■ **WHAT IS NEEDED**
Copy only the data from the line with "point: beige umbrella" to the line with "column 128, row 89", swapping "drop a marker" for "place a pin" and leaving everything else unchanged.

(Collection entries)
☆ ☆ ☆ ☆

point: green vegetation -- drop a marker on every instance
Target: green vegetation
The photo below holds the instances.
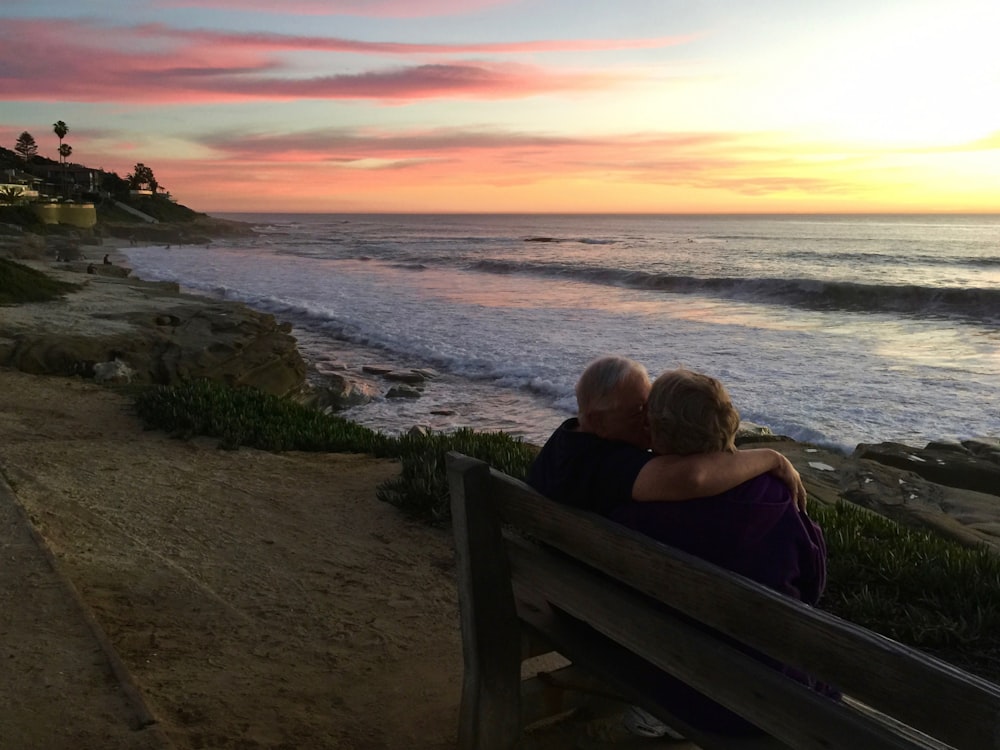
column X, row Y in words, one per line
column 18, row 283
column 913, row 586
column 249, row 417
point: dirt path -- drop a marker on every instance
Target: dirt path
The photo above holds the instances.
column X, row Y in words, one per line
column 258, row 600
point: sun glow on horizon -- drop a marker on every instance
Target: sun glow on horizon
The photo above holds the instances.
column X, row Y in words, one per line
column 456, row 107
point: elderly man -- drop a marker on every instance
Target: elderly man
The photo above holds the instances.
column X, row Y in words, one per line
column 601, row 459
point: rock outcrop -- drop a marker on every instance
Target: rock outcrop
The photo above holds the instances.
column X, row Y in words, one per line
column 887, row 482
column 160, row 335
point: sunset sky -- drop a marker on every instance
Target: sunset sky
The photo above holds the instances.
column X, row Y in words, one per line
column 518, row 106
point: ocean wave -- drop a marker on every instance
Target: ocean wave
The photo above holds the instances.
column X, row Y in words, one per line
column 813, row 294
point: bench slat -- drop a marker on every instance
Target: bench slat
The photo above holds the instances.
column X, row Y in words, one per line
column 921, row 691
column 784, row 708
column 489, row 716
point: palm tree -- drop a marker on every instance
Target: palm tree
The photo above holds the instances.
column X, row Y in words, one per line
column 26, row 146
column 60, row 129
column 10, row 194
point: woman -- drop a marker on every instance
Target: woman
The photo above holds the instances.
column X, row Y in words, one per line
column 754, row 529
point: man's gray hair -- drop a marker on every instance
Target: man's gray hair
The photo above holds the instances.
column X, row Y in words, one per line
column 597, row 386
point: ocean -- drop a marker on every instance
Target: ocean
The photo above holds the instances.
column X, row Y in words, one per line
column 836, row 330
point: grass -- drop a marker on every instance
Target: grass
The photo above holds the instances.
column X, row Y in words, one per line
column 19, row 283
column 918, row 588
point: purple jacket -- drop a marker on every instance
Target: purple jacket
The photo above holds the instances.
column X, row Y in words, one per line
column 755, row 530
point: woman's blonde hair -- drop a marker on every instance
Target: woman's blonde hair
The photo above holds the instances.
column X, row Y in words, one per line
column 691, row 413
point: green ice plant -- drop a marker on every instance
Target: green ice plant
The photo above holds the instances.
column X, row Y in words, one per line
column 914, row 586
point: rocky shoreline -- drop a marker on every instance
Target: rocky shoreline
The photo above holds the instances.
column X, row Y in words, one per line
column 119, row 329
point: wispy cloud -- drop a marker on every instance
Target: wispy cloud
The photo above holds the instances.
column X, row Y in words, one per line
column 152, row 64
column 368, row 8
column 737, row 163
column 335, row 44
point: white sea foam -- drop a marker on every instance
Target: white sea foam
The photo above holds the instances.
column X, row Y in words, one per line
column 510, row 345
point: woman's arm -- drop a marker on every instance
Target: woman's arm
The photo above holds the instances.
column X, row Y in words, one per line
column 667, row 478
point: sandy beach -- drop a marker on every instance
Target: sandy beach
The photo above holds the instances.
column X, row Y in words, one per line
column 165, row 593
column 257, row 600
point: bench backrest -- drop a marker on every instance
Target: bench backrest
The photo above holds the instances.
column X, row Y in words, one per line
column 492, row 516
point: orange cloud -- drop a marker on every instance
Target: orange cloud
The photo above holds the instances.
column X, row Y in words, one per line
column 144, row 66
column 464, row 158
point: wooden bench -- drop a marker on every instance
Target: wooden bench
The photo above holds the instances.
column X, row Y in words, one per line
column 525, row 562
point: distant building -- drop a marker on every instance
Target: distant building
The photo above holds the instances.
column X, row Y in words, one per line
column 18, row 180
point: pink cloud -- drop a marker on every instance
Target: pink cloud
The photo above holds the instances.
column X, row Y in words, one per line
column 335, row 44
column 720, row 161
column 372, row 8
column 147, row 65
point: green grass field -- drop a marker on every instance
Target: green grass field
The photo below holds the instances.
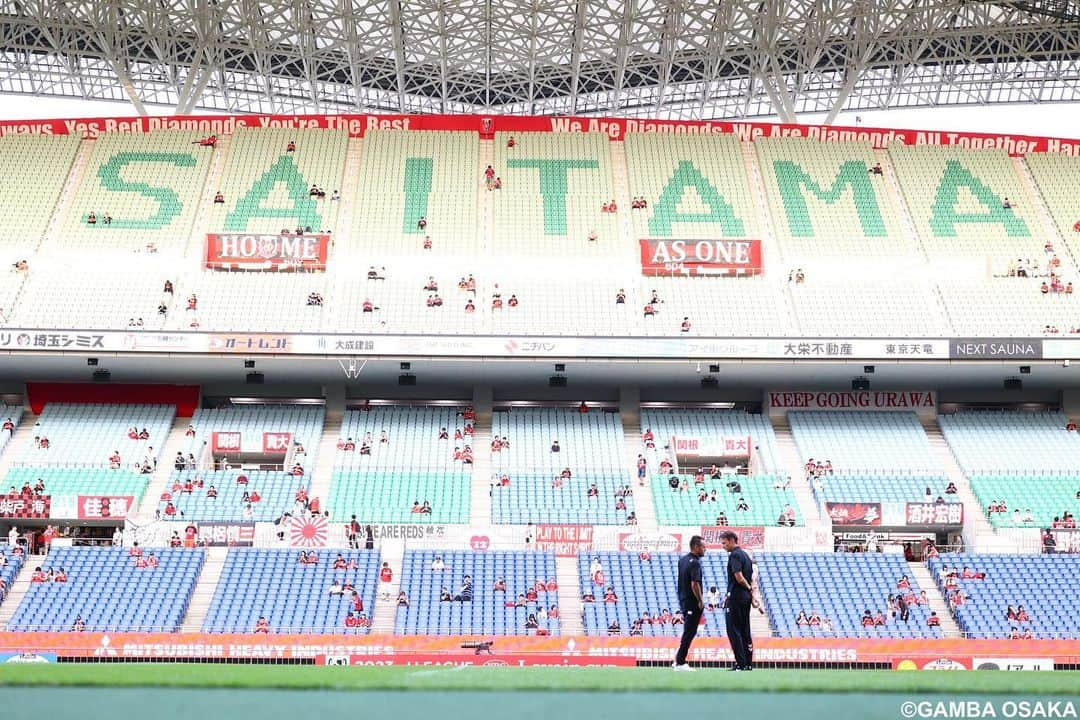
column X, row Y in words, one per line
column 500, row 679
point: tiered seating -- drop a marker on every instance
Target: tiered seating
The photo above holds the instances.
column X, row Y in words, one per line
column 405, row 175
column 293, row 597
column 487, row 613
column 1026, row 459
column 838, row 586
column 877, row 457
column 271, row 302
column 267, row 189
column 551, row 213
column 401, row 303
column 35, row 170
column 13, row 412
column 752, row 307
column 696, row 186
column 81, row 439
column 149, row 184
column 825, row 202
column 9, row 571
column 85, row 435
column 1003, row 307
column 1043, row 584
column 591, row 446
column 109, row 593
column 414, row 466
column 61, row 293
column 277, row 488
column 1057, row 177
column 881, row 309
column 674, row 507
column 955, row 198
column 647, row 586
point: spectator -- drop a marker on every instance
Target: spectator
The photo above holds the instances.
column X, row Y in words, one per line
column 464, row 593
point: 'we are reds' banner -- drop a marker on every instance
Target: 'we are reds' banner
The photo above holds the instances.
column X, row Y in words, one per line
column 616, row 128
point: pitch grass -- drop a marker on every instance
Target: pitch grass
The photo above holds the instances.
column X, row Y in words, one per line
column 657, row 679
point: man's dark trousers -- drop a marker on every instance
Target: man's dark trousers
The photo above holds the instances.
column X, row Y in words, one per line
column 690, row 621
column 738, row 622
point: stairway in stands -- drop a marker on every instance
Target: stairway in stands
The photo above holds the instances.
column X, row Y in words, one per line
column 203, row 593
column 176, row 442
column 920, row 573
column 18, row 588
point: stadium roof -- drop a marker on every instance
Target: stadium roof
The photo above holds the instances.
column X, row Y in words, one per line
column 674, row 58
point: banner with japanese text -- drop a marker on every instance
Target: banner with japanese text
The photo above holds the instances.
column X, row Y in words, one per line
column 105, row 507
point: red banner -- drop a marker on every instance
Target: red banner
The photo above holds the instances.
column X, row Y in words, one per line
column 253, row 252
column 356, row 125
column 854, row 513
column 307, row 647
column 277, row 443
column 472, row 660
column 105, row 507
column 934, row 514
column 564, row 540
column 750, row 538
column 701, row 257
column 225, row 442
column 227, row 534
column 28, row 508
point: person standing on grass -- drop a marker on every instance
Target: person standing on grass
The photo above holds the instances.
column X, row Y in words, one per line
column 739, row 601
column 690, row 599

☆ ☆ ☆ ☆

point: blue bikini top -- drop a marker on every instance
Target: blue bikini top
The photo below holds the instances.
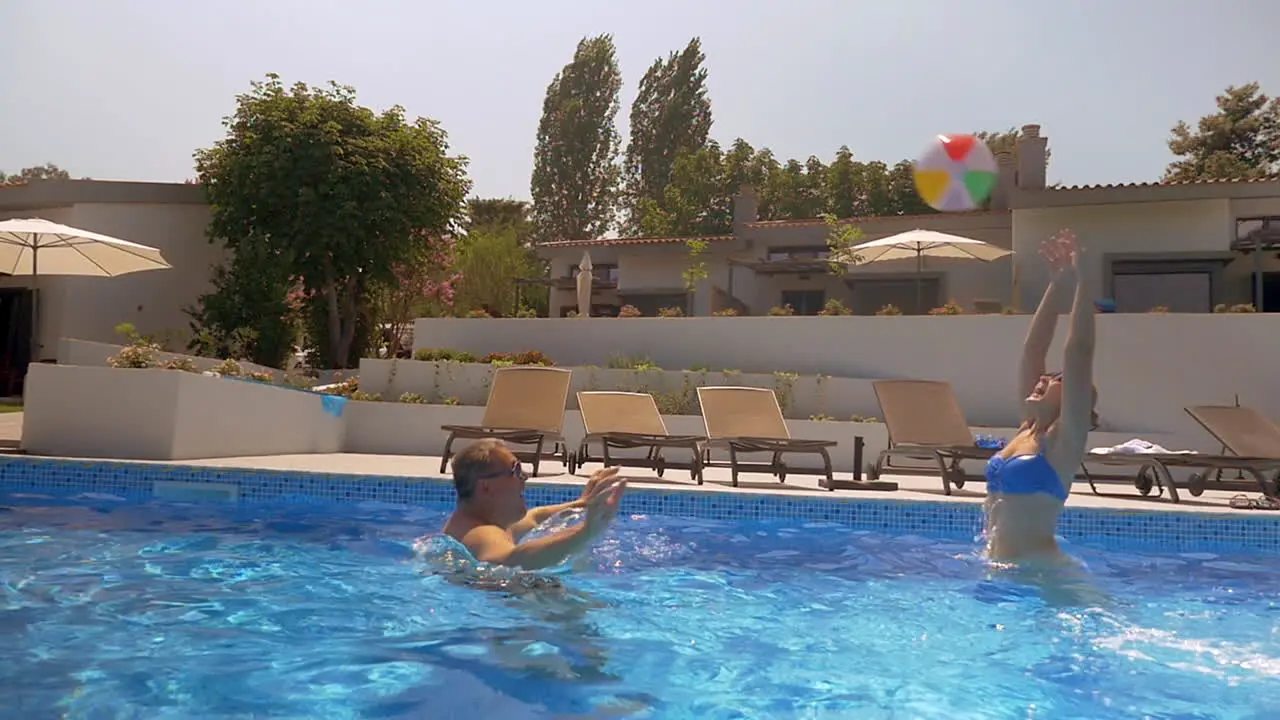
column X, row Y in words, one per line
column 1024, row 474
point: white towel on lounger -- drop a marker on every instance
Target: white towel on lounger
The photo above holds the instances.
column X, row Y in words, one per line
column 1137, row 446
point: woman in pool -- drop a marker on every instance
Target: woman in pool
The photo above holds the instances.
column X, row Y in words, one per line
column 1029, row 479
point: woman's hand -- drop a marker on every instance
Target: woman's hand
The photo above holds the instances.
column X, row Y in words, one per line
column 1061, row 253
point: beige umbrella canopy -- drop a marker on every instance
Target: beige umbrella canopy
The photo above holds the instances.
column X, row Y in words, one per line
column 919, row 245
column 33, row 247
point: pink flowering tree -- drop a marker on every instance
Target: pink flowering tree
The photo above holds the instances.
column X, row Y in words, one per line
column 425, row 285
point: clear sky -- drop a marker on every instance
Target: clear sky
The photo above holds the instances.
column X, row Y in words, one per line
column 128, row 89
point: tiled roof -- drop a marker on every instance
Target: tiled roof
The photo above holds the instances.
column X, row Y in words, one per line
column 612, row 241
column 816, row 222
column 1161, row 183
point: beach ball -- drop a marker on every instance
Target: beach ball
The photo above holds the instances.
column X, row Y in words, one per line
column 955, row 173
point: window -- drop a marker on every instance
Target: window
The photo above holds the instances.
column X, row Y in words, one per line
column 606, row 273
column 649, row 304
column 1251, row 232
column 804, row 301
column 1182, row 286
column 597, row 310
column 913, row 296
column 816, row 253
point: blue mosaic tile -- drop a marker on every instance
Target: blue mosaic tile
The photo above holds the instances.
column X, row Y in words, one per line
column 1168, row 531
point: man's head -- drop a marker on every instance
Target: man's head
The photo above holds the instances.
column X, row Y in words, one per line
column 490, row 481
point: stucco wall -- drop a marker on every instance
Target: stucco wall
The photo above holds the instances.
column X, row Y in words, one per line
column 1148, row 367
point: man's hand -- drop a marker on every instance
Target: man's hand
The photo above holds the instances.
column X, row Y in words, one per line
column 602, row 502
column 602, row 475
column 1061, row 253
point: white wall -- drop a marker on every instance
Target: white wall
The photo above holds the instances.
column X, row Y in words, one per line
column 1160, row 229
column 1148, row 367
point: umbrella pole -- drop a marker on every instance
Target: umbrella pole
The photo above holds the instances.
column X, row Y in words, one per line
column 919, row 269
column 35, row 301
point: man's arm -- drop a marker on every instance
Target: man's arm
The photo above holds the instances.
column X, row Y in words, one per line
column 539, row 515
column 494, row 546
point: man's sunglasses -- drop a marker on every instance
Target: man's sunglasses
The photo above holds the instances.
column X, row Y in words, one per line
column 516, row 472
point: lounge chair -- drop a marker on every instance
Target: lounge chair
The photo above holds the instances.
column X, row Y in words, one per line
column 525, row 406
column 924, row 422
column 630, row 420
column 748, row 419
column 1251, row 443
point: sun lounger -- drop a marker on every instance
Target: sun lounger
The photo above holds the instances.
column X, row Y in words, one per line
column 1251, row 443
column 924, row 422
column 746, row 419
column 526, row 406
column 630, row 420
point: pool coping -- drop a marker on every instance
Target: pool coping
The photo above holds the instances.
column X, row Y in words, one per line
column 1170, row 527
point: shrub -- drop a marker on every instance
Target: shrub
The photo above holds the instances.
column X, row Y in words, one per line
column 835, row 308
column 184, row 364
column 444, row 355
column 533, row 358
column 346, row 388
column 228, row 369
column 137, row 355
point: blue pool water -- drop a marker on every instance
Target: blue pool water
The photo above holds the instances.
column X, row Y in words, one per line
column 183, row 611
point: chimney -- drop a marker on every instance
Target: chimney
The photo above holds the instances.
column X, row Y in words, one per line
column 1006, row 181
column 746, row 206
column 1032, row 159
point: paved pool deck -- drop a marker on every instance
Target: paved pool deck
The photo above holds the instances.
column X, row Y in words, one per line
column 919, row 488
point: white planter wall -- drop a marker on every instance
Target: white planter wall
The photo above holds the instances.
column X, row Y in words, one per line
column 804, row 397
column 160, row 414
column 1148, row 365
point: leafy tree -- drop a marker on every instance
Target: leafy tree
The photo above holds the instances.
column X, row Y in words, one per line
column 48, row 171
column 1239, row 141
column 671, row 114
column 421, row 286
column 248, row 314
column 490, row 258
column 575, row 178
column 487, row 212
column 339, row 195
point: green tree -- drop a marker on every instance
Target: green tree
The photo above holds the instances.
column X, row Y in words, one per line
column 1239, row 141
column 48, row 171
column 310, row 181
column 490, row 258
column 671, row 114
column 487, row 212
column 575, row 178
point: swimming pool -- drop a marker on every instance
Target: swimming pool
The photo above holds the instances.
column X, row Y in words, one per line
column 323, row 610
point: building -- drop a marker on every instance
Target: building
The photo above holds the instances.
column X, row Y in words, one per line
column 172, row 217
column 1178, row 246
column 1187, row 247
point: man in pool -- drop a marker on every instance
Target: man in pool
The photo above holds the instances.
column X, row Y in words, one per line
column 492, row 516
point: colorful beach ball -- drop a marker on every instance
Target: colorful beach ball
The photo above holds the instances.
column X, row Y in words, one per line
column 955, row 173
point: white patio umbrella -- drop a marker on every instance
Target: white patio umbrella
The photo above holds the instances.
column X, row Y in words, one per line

☆ ☆ ☆ ☆

■ **THE ANSWER**
point: beige umbrella canopy -- place a pin on every instance
Target: beige umbrella canopy
The photo above holds the instances.
column X, row Y in words, one per line
column 919, row 245
column 33, row 247
point: pink flowering tree -- place a pin on every instance
Target: pink flowering tree
The photo above holds the instances.
column X, row Y in words, one per line
column 425, row 285
point: clear sky -- place a pin on every instance
Target: clear sky
The photo above holds the instances.
column X, row Y in words, one per line
column 128, row 89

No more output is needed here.